Set task: Duplicate the data from the line containing "Task: a point for each instance of the gray" down to the line containing "pixel 470 663", including both of those lines.

Data shown:
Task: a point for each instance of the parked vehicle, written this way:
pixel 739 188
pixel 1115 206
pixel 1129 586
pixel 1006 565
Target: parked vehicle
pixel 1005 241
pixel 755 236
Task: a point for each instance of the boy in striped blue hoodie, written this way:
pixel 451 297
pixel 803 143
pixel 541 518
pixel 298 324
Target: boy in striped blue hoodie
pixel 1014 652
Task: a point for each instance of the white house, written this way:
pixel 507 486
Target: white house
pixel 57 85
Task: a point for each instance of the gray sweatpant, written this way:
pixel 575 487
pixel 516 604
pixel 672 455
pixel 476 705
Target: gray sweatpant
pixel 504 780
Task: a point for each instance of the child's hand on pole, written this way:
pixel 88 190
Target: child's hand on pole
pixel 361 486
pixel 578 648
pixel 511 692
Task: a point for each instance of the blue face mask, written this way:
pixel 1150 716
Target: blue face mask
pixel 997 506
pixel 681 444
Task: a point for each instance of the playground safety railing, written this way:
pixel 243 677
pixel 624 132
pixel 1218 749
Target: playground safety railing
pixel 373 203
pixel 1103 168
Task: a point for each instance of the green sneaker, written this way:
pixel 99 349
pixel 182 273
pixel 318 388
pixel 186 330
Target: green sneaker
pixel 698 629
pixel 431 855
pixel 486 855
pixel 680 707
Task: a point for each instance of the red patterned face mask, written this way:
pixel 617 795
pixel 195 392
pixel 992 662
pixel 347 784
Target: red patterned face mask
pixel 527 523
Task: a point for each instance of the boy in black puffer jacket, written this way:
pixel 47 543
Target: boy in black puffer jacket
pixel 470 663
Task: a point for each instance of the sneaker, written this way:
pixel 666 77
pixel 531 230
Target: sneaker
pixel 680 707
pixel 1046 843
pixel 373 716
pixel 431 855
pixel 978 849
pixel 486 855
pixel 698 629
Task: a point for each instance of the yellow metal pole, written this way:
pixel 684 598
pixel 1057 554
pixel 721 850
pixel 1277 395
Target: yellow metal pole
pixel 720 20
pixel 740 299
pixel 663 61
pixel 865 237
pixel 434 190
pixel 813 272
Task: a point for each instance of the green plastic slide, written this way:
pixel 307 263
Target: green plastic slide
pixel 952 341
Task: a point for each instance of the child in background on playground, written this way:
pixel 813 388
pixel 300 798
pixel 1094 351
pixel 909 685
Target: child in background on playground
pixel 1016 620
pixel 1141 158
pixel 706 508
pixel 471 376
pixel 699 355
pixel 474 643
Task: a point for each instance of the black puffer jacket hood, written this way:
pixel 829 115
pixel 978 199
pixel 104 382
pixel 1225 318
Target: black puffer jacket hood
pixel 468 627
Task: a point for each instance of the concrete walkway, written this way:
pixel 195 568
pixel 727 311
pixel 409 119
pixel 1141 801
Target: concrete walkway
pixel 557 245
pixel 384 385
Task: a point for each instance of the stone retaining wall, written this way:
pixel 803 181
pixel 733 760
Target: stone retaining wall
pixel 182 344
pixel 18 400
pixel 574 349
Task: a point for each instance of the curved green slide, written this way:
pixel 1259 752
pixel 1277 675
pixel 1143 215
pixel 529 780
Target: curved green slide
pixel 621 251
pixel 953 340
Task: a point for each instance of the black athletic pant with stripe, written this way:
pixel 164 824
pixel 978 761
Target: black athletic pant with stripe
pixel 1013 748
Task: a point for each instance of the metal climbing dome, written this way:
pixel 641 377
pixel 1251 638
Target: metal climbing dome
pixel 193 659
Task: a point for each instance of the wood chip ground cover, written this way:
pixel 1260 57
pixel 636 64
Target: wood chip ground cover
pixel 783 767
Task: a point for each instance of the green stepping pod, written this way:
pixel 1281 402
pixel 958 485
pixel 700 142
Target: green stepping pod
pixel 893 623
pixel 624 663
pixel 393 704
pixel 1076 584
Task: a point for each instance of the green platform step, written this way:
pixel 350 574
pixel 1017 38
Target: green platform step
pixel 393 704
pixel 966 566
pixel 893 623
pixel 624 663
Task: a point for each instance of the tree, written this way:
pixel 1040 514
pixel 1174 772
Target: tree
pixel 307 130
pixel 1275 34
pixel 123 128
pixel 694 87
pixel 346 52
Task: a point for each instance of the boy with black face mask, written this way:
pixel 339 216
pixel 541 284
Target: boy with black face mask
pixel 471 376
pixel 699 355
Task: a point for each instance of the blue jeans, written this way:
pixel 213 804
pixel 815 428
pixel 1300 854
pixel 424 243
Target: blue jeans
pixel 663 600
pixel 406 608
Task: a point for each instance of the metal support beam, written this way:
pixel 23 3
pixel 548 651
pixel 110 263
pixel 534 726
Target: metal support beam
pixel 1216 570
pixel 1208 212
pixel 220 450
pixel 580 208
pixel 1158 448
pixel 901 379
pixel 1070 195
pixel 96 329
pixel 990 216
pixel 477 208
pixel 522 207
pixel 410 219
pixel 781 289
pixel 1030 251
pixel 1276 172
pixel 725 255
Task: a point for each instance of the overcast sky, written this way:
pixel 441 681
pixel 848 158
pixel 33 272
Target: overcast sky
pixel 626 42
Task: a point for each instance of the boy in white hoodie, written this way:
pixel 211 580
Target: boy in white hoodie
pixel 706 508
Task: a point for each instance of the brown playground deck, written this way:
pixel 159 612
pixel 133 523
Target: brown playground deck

Exercise result:
Task: a point for each instance of the gray sweatpant, written this way:
pixel 575 487
pixel 516 604
pixel 672 455
pixel 476 705
Target: gray sweatpant
pixel 504 780
Task: a point for each instance of the child's hand on pole, written this way:
pixel 88 190
Target: child's hand on pole
pixel 361 486
pixel 578 648
pixel 511 692
Task: a point for each instance of the blue face mask, written this way:
pixel 1150 716
Target: blue face mask
pixel 997 506
pixel 681 444
Task: a point for each instance of the playground safety railing, written this way:
pixel 243 677
pixel 624 132
pixel 1218 749
Target: playground safety railing
pixel 373 203
pixel 1103 168
Task: a point for each instance of the green sneaker, written this way:
pixel 99 349
pixel 182 273
pixel 318 388
pixel 186 330
Target: green sneaker
pixel 698 629
pixel 431 855
pixel 486 855
pixel 680 707
Task: a point for each instance of the red patterned face mask, written this way:
pixel 617 795
pixel 195 392
pixel 992 662
pixel 347 784
Target: red patterned face mask
pixel 527 523
Task: a point for each instance of the boy in black puffer jacket, written this way:
pixel 47 543
Target: boy in black puffer jacket
pixel 470 663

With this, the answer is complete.